• Input rows:
· · · ·

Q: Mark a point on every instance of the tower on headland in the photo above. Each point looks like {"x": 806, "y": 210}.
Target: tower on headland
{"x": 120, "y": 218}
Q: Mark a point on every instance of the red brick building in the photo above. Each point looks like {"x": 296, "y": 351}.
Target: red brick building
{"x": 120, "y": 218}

· · · ·

• Problem details: Copy the records above exactly as they appear.

• The result:
Q: Mark a point on every instance of the tower on headland in the photo above. Each point looks like {"x": 806, "y": 210}.
Target: tower on headland
{"x": 120, "y": 218}
Q: Mark a point on every instance of the red brick building in the photo above. Each point looks like {"x": 296, "y": 351}.
Target: red brick building
{"x": 120, "y": 218}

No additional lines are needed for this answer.